Set exercise –
Reproduce all of the data exactly.

-------------------------

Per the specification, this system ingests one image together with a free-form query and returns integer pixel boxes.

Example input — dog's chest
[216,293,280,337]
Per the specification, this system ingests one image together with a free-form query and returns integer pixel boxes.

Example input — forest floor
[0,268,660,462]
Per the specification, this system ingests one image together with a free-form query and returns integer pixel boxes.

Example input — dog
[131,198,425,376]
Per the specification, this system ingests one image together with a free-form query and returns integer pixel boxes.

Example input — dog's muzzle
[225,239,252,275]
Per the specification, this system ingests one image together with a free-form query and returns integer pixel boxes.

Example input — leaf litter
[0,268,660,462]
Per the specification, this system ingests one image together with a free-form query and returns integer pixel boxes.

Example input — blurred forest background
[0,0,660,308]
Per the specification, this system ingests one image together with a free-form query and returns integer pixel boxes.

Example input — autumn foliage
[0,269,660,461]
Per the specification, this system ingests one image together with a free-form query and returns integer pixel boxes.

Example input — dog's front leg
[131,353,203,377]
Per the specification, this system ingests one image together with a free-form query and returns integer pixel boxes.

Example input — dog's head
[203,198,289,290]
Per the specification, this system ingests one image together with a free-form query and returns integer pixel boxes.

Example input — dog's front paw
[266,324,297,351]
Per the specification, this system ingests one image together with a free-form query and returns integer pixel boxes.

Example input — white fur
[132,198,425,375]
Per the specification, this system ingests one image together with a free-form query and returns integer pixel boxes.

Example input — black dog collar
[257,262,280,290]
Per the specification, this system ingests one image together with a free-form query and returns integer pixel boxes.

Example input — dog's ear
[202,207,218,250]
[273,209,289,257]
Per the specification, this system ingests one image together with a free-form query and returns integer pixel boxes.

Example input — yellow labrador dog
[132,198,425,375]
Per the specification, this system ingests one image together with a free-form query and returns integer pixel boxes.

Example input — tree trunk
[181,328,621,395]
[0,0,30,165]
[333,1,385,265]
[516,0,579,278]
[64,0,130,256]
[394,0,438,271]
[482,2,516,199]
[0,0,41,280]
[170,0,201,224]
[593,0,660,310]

-------------------------

Reply –
Per the specification, this system ingests one image together with a free-form query and returns integer pixel boxes.

Example input — dog's chest
[216,293,280,337]
Per the specification, this system ingests one image together with a free-form query and returns integer pixel boxes.

Example input — forest floor
[0,268,660,462]
Per the specification, this system ingests one image together with a free-form query and returns integer pixel boxes.

Example input — dog
[131,198,425,376]
Per the specification, this system ingests one image together with a free-form query and returns integer pixel boxes.

Example input — dog's muzzle
[225,239,252,275]
Per the specification, this system ingests one image together with a free-form query and returns integer pixel boxes.

Example input — leaf litter
[0,268,660,462]
Per the specification, this system ingests one image together with a free-form query and returns integer pixel boxes.

Example input — blurred forest background
[0,0,660,308]
Per the specification, this system ingests one image together with a free-form query and returns integer pixel boxes.

Example input — autumn foliage
[0,269,660,461]
Per the specification, this system ingests one image together with a free-form query and returns integer pixel boxes.

Example input — dog's front leg
[131,353,203,377]
Per the specification, this system ingests one image together with a free-form query and returns integer pixel boxes.

Example input — dog's head
[203,198,289,290]
Per the specification, this system ingests one image together with a free-form query and returns integer pixel boxes.

Example input — dog's front paw
[266,324,297,351]
Per the specification, this system ingests one image together with a free-form query and returns integer pixel boxes.

Example input — white fur
[132,198,425,375]
Per the specification, this system ingests one image together with a free-form query and returns integer pixel boxes.

Example input — black dog collar
[257,262,280,290]
Per the specification, this system ingests one image together with a free-form query and returns integer pixel boxes.

Example input — dog's ear
[202,207,218,250]
[273,209,289,257]
Per the specification, this system ingests one image together with a free-form query and returns integer pixel boxes.

Example input — yellow labrador dog
[132,198,425,375]
Per the specification, this system ingests one image together with a free-form query and returns integer pixel boxes.

Example input — tree trunk
[181,328,621,395]
[0,0,30,165]
[333,1,385,265]
[516,0,579,278]
[64,0,130,256]
[394,0,438,271]
[482,2,516,199]
[0,0,41,280]
[170,0,201,224]
[593,0,660,310]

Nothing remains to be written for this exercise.